-- PROBLEM TO SOLVE --
Return every line of the pointing records below that contains the word "dark".

--- start MATERIAL FOR THIS EXERCISE ---

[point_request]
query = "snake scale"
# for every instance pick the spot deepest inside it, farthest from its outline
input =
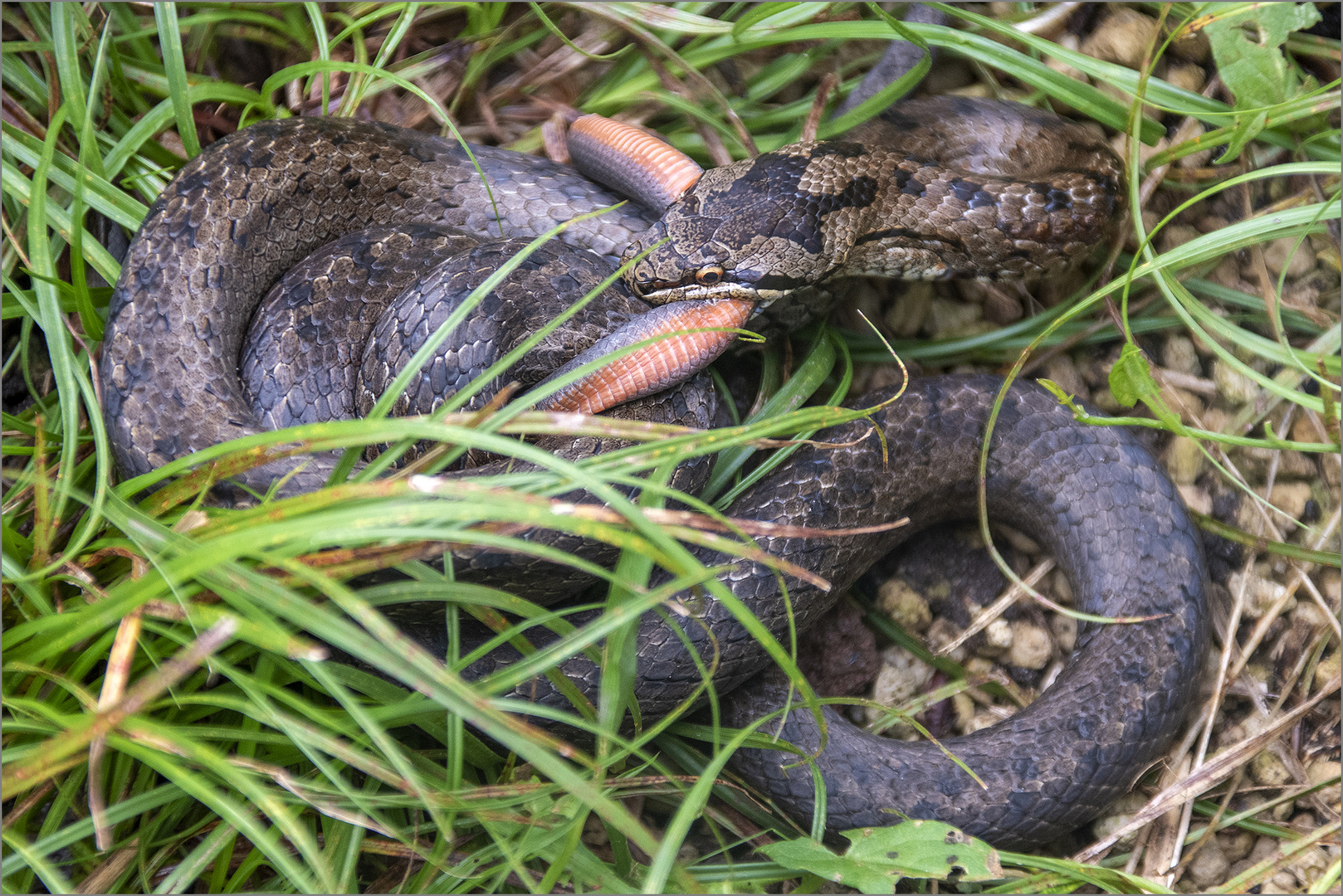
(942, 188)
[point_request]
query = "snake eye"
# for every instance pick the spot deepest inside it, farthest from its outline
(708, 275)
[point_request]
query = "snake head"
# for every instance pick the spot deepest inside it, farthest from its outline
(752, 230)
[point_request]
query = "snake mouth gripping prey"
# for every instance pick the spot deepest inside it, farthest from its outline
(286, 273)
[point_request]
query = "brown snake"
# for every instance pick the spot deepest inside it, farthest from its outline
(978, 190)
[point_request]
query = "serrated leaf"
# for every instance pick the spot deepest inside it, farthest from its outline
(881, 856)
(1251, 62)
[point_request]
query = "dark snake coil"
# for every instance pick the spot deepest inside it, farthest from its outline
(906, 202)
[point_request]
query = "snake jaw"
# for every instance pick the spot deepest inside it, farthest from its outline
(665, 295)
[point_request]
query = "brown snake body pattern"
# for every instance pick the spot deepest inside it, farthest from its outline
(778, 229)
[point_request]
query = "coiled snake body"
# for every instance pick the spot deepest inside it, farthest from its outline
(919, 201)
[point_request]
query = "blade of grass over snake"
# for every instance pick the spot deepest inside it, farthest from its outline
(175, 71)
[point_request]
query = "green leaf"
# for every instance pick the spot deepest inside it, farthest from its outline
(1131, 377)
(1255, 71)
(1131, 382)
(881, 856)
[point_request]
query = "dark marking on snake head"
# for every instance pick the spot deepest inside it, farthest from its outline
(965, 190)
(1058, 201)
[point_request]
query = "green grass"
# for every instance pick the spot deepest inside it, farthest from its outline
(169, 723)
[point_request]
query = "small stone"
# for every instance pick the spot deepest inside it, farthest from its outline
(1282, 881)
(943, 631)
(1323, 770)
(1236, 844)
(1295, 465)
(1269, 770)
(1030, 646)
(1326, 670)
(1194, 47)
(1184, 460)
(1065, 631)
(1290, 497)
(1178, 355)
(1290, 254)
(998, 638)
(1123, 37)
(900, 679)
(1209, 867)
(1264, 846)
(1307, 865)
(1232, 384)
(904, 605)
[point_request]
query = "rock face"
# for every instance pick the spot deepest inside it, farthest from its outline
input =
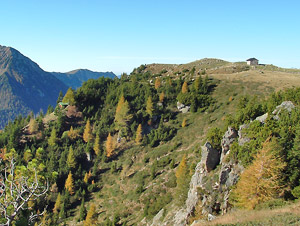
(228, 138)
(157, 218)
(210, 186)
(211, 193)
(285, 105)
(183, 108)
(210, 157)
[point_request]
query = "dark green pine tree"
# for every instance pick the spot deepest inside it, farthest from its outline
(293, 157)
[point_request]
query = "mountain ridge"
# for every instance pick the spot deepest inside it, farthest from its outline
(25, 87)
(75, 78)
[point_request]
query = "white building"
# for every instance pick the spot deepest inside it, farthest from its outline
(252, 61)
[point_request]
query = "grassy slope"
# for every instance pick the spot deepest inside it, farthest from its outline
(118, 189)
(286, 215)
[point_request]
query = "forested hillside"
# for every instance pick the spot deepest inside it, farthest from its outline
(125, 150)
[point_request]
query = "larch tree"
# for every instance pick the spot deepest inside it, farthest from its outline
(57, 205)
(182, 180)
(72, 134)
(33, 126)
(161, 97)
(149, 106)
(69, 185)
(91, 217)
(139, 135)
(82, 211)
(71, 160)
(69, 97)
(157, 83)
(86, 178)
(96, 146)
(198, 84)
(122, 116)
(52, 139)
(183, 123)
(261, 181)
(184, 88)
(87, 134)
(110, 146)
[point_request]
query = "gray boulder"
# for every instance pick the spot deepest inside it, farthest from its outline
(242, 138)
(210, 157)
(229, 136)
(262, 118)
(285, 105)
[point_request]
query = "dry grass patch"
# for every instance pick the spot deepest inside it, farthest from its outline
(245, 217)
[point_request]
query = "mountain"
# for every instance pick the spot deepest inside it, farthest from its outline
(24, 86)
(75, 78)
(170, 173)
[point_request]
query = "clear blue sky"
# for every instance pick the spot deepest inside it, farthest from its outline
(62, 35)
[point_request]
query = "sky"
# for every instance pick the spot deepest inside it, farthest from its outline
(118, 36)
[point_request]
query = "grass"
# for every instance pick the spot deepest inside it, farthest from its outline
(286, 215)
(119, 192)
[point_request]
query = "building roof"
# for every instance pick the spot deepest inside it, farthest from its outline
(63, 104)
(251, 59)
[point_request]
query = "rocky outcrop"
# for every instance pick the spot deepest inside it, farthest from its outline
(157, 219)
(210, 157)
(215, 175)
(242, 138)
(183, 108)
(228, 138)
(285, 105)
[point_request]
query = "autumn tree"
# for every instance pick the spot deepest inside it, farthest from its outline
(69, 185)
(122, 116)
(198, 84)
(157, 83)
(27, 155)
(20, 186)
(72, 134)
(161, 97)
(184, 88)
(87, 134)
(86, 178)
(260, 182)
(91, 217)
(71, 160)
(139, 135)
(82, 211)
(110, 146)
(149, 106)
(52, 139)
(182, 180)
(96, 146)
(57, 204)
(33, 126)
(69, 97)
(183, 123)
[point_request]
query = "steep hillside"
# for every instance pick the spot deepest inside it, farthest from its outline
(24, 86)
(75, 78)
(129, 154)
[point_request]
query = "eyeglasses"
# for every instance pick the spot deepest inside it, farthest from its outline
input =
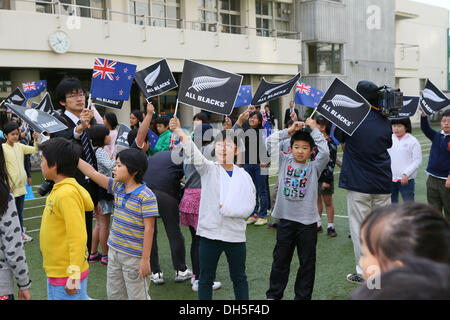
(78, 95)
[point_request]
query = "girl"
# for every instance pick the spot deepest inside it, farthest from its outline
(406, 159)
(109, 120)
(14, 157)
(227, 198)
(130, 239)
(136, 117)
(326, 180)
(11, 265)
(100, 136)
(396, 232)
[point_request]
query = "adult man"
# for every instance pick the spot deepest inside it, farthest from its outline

--- end MATERIAL FOR THIS EXERCISE ---

-- TASK OUTPUT --
query = "dark snake coil"
query = "dark marking on snake head"
query = "dark green pine tree"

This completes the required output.